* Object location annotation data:
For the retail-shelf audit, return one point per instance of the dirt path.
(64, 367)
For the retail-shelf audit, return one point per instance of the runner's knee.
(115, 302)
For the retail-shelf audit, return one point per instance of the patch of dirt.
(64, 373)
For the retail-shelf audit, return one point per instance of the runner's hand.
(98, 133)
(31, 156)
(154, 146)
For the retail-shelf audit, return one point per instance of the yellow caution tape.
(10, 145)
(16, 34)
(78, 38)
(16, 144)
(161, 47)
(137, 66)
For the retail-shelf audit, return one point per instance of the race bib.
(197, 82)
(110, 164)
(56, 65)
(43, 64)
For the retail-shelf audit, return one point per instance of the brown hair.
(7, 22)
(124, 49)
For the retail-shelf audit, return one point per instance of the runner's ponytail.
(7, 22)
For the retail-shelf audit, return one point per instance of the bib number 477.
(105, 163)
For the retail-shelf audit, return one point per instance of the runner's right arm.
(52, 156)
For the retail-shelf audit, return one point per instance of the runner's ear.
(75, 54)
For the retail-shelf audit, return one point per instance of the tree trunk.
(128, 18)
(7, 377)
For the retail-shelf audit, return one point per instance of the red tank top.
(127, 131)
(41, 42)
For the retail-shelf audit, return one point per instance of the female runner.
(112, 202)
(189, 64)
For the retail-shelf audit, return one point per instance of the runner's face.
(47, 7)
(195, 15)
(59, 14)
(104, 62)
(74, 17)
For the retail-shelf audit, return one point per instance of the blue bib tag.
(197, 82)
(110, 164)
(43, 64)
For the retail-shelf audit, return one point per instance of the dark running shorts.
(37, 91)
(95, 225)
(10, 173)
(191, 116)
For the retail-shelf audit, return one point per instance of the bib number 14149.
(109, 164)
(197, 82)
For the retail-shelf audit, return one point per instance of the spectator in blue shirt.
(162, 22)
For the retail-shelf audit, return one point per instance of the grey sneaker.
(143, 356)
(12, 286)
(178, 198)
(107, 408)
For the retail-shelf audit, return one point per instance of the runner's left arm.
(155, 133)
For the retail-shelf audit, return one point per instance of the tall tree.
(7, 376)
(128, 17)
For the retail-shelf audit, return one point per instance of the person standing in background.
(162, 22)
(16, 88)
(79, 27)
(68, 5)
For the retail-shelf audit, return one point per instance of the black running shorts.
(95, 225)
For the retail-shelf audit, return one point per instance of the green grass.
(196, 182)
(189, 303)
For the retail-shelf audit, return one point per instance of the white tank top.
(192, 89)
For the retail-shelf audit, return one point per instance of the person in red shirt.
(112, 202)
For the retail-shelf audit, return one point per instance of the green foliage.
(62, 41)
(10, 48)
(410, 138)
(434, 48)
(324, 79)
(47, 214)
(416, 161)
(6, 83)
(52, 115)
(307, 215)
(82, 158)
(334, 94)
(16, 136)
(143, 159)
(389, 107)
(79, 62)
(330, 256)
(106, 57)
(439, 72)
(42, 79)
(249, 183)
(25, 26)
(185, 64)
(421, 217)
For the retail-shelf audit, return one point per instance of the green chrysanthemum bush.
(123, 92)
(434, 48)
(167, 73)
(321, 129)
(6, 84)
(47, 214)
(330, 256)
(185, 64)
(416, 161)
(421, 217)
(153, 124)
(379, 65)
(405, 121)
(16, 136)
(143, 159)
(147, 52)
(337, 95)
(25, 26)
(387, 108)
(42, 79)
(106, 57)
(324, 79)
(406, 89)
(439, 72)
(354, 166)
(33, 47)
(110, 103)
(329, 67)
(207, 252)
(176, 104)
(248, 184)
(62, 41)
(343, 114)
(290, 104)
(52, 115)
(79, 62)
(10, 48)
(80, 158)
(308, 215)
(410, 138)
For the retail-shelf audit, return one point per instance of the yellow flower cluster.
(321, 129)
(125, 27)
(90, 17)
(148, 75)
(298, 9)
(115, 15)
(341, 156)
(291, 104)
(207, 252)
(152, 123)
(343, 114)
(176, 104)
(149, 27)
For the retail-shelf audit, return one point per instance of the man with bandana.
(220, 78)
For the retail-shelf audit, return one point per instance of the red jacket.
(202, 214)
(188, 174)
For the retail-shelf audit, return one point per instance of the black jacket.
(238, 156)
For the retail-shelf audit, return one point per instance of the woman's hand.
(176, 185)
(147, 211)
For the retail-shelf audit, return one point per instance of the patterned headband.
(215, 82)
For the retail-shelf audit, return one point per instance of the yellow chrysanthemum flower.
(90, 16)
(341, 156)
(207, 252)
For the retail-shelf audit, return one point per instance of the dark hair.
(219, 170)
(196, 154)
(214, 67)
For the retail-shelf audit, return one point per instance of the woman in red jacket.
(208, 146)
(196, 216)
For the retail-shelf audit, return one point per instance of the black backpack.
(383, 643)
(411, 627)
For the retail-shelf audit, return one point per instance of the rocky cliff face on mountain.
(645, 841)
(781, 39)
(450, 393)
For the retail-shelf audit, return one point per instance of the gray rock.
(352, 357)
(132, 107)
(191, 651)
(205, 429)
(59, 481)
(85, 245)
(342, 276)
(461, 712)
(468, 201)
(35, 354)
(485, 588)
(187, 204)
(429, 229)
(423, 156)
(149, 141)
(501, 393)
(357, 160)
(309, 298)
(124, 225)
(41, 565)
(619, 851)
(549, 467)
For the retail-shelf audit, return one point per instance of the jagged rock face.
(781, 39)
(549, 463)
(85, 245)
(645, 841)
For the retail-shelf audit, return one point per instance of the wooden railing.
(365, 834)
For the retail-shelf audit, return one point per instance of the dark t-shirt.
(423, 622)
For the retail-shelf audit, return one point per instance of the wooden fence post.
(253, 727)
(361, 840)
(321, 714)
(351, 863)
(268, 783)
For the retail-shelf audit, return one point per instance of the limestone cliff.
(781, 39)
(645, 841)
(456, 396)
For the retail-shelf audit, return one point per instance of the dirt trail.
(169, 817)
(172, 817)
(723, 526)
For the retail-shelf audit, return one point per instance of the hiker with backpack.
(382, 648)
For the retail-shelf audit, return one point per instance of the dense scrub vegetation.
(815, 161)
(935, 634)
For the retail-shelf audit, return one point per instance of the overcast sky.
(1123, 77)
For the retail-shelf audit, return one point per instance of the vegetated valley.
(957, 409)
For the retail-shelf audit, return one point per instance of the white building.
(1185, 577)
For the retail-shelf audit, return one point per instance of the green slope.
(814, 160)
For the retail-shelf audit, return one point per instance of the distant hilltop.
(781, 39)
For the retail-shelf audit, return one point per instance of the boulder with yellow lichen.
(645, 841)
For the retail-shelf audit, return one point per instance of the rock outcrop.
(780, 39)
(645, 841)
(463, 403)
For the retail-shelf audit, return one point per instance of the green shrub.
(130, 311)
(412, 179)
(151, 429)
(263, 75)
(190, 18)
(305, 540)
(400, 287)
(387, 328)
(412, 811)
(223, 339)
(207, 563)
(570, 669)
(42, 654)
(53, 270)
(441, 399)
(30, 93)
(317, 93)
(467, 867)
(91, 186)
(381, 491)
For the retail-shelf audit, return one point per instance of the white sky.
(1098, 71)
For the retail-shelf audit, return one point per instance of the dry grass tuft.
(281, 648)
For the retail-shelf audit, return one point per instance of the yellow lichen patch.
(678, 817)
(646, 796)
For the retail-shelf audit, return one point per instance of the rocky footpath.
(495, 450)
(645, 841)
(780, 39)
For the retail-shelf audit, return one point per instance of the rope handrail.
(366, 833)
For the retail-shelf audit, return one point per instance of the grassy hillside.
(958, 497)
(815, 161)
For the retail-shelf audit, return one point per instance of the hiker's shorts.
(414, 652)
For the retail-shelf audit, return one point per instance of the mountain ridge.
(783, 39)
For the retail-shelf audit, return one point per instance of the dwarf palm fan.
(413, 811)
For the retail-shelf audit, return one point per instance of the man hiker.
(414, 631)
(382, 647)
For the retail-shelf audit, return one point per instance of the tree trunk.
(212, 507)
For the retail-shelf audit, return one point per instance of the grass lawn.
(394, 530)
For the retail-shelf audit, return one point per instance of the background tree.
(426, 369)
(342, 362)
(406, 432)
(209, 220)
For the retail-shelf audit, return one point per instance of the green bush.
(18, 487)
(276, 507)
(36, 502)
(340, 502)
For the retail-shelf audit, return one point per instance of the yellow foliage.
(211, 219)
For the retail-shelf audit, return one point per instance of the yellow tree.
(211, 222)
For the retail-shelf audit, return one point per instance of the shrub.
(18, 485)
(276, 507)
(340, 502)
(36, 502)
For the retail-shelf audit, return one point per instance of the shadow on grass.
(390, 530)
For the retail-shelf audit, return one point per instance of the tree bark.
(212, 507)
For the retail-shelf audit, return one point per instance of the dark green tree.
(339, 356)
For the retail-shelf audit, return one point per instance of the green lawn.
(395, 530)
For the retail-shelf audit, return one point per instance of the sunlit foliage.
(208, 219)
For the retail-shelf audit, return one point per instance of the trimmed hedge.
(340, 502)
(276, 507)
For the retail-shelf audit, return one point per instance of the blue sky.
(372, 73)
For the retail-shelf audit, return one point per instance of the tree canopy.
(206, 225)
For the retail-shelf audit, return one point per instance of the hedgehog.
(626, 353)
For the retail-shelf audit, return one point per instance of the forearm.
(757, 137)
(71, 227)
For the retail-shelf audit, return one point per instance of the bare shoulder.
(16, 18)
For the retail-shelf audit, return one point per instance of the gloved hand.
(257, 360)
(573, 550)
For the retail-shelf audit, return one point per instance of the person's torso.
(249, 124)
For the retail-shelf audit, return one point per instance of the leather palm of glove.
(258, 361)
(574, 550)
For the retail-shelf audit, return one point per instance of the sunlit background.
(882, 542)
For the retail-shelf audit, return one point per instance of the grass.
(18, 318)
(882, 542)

* WORK TO DO: Begin with the line that contains "the tree canopy." and quote each line after it exactly, stopping after the last line of the data.

* SOLUTION TO THE PROBLEM:
For the retail-shelf audit, return one point per instance of the tree canopy.
(206, 225)
For the retail-shelf audit, return one point per instance of the hedgehog.
(626, 353)
For the retail-shelf audit, return one point per instance of the forearm.
(757, 137)
(71, 227)
For the retail-shelf audit, return one point per instance of the bare shoulder.
(16, 18)
For the retail-shelf audit, return one point per instance of the gloved hand.
(257, 360)
(573, 550)
For the retail-shelf audit, return one point per instance of the person's torso.
(249, 124)
For the retail-shelf audit, return one point per instance of the leather palm of glove.
(258, 361)
(574, 550)
For the retail-shelf audit, return one point per instance of the sunlit background.
(882, 542)
For the retail-shelf audit, return one point per instance of the grass.
(18, 318)
(882, 542)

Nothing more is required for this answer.